▶ **Data records**:
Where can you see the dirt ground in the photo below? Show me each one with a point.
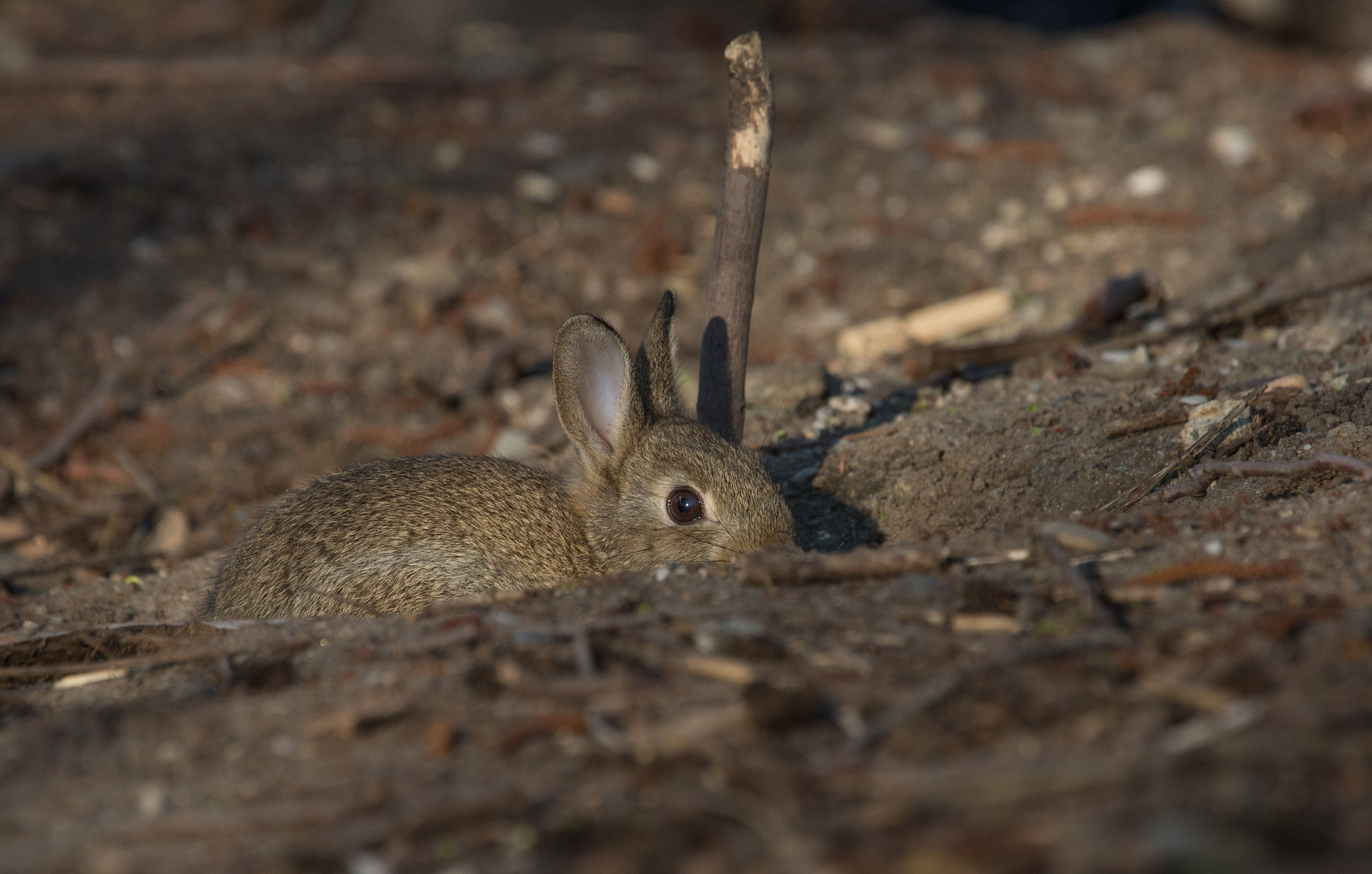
(283, 280)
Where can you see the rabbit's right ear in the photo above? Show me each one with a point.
(593, 380)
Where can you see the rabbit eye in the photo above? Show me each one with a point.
(685, 507)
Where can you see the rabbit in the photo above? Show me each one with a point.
(394, 536)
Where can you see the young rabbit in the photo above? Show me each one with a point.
(396, 534)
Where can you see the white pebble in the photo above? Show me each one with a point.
(368, 863)
(1232, 144)
(542, 144)
(1146, 181)
(447, 155)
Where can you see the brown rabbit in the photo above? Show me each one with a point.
(396, 534)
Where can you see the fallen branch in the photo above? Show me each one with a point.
(1217, 567)
(95, 406)
(43, 671)
(788, 567)
(739, 232)
(90, 562)
(1205, 475)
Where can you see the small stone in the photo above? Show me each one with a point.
(13, 530)
(171, 534)
(1362, 73)
(1232, 144)
(616, 202)
(1076, 537)
(1344, 432)
(1146, 181)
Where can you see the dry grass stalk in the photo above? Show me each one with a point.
(1205, 475)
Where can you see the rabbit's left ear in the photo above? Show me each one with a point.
(654, 368)
(593, 383)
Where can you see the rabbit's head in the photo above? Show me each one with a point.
(654, 486)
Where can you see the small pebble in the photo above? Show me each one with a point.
(1362, 73)
(645, 168)
(536, 187)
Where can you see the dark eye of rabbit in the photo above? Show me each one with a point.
(685, 505)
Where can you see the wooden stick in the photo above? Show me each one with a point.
(739, 234)
(1205, 475)
(1146, 423)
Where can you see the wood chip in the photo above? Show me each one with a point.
(717, 667)
(76, 681)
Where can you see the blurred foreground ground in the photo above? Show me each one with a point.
(295, 278)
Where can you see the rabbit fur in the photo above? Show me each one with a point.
(396, 534)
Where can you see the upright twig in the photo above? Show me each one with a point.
(739, 232)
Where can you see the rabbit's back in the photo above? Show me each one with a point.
(396, 534)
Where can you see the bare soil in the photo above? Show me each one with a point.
(291, 280)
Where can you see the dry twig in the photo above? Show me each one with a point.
(1139, 424)
(790, 567)
(739, 232)
(1204, 475)
(1188, 455)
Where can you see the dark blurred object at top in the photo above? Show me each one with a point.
(1334, 23)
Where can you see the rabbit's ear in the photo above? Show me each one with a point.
(593, 382)
(654, 369)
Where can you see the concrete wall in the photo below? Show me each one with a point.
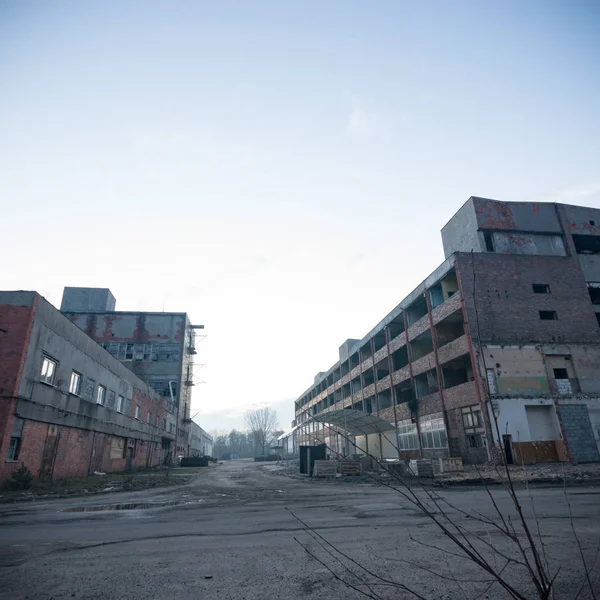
(517, 370)
(149, 328)
(528, 243)
(200, 442)
(578, 431)
(590, 265)
(460, 232)
(16, 322)
(60, 427)
(572, 421)
(513, 418)
(87, 299)
(516, 216)
(582, 220)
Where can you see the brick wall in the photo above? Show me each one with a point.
(16, 323)
(507, 308)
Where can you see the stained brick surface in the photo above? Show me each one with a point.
(505, 309)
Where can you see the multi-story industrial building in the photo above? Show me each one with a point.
(158, 347)
(498, 347)
(67, 407)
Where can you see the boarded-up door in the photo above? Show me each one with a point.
(50, 449)
(97, 453)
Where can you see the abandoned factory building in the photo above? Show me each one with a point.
(70, 406)
(498, 347)
(67, 407)
(158, 347)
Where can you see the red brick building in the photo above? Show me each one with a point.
(506, 330)
(67, 407)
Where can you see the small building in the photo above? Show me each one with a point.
(68, 408)
(200, 442)
(497, 349)
(159, 347)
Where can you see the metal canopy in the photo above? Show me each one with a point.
(355, 422)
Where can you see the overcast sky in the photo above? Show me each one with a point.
(278, 170)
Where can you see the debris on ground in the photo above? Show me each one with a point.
(106, 483)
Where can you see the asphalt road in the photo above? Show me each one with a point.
(230, 534)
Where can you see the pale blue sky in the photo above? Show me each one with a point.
(279, 170)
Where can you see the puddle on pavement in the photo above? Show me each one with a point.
(129, 506)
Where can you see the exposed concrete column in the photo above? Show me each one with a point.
(412, 383)
(392, 389)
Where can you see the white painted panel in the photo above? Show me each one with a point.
(543, 424)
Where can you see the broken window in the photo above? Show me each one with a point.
(14, 447)
(587, 244)
(491, 377)
(407, 435)
(88, 389)
(433, 431)
(48, 370)
(75, 384)
(541, 288)
(101, 395)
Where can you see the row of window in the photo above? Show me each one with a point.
(433, 433)
(103, 396)
(143, 352)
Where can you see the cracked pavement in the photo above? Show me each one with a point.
(228, 534)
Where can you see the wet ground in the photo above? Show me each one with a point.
(231, 533)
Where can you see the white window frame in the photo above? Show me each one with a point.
(408, 437)
(433, 431)
(101, 395)
(46, 377)
(75, 383)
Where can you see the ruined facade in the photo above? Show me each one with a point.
(499, 346)
(67, 407)
(158, 347)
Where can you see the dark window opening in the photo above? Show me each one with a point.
(14, 449)
(475, 441)
(541, 288)
(587, 244)
(594, 293)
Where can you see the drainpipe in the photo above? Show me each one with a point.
(476, 368)
(177, 421)
(392, 390)
(437, 366)
(376, 394)
(412, 382)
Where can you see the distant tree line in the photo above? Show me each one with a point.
(258, 439)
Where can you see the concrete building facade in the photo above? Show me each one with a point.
(498, 347)
(200, 442)
(158, 347)
(67, 407)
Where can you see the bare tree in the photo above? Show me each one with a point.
(261, 422)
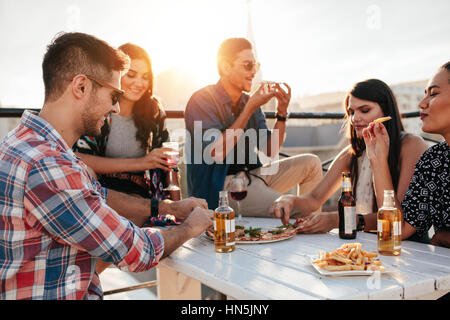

▶ **Exercise requirements**:
All of the material goes into the answer exactly as it stands, except for the pictures.

▶ **Solution for this task**:
Where can you see the dirt ground in the photo below? Show me each one with a point.
(283, 280)
Where can you see the rabbit's right ear in the photo above? Show me each one with a point.
(593, 380)
Where can you see the rabbit eye in the photo above? Show me each one with a point.
(685, 507)
Where can you see the rabbit in the photo above? Show me each one with a point.
(394, 536)
Where can you see the young rabbit in the photo above? Show me each one with a point.
(396, 534)
Where can you see the white pebble in the photo above? Show me each one with a point.
(368, 863)
(1232, 144)
(542, 144)
(1146, 181)
(447, 155)
Where can you see the brown rabbit in the photo above? Show me each one with a point.
(396, 534)
Where can you see the fallen branch in the photo above? Show me each one with a point.
(1217, 567)
(95, 406)
(43, 671)
(788, 567)
(739, 232)
(90, 562)
(1205, 475)
Where can you see the small stone in the photo above? Show me each one with a point.
(13, 530)
(171, 534)
(1362, 73)
(1232, 144)
(616, 202)
(1076, 537)
(1344, 432)
(1146, 181)
Where can you see the dry grass stalk in the photo above? Show me each one with a point.
(1205, 475)
Where can you see the rabbit's left ear in the photo above? Show me each one with a point.
(654, 368)
(593, 383)
Where can you see the rabbit's head in the photo above? Show me each one with a point.
(654, 486)
Where can you see the small pebble in the photo above? Show me each one with a point.
(1362, 73)
(645, 168)
(536, 187)
Where can you see the dark eye of rabbit in the photo above? Show me each one with a point.
(685, 505)
Where can you see the wooden stick in the photo above? Show me each one with a point.
(739, 234)
(1205, 475)
(1146, 423)
Where can you see the wood chip in the photo above? Show me each one with a point.
(717, 667)
(76, 681)
Where can you see the blurred foreground ground in the photo above? Show me each one with a point.
(295, 278)
Where can you see the rabbit fur in the photo above? Show me each one with a point.
(396, 534)
Where can you see the upright twig in the photo above? Show me each one with a point.
(739, 232)
Where can you see the rabbit's back in the photo above? Show me each one with a point.
(396, 534)
Where can you see the bare soil in the photo above? Show me each one with a point.
(291, 280)
Where can you see the dry twig in the photo above? Show me each one with a point.
(1139, 424)
(790, 567)
(739, 232)
(1204, 475)
(1188, 455)
Where can you see the dark blurred object at top in the photo above? Show me each one with a point.
(1334, 23)
Where can you see the rabbit's ear in the photo above? Show me each one with a point.
(593, 382)
(654, 369)
Where can you see the concrete wall in the photo below? Show me each one with a point.
(517, 370)
(149, 328)
(528, 243)
(200, 442)
(578, 431)
(590, 265)
(460, 232)
(16, 322)
(60, 427)
(572, 421)
(513, 418)
(87, 299)
(516, 216)
(582, 220)
Where can you see the brick wall in the photo above? Show me each one with a point.
(16, 323)
(507, 308)
Where can you see the stained brick surface in the photo above? Show me each one with a point.
(505, 309)
Where can you see the multi-story industrial building in the photo above? Show me each one with a point.
(158, 347)
(498, 347)
(67, 407)
Where can you see the boarded-up door in the photo above? Show me each one with a point.
(50, 449)
(97, 453)
Where can you see the abandoned factory building in the photo above? Show me each one with a point.
(70, 406)
(498, 347)
(67, 407)
(158, 347)
Where can you see the red brick building in the photo above? Show me each one with a point.
(506, 330)
(67, 407)
Where can you see the small building in the photo above? Show me each one with a point.
(68, 408)
(200, 442)
(497, 349)
(159, 347)
Where can you see the metal canopy in the photo above? Show me each one with a point.
(355, 422)
Where can you see the overcast sky in the photo above? Show me each one with a point.
(278, 170)
Where can you see the debris on ground in the photo above? Show me each one with a point.
(106, 483)
Where can you see the asphalt road in the photo above? Show me each one with a point.
(230, 534)
Where can you see the pale blue sky in the photo above? Show me each one with a point.
(279, 170)
Where can you see the puddle on pavement in the photo above? Show me each one with a point.
(129, 506)
Where can you see the exposed concrete column in the photo above? Show me each one with a point.
(412, 383)
(392, 389)
Where can you see the white painted panel in the photo above? Show me each one with a point.
(543, 424)
Where can you see the broken window in the photo above? Show me each one with a point.
(14, 447)
(587, 244)
(491, 377)
(407, 435)
(88, 389)
(433, 431)
(48, 370)
(75, 384)
(541, 288)
(101, 395)
Where can you see the row of window in the photo above? Show me each one with a point.
(433, 433)
(103, 396)
(143, 352)
Where can you see the cracked pavement in the photo above? Show me each one with a point.
(228, 534)
Where can you see the wet ground in the photo above? Show me each one with a point.
(231, 533)
Where can you see the white window frame in the photo above? Show me each one with a point.
(408, 437)
(433, 431)
(101, 395)
(46, 377)
(75, 383)
Where can you see the ruined facade in the photo above? Show me each one with a point.
(499, 346)
(67, 407)
(158, 347)
Where can you see the dark window opening in the photo above? Show me each one with a point.
(14, 449)
(475, 441)
(541, 288)
(587, 244)
(594, 293)
Where can you see the drainpipe in the photo above? Show me each one with a point.
(476, 368)
(177, 421)
(392, 390)
(437, 366)
(376, 394)
(412, 382)
Where can you see the distant tree line in the photo above? Show me each one with a point.
(258, 439)
Where can you see the concrete building facade in the photo above? Show me each one with a point.
(498, 347)
(200, 442)
(158, 347)
(67, 407)
Where can you see the bare tree in the photo above? Show me each one with a point.
(261, 422)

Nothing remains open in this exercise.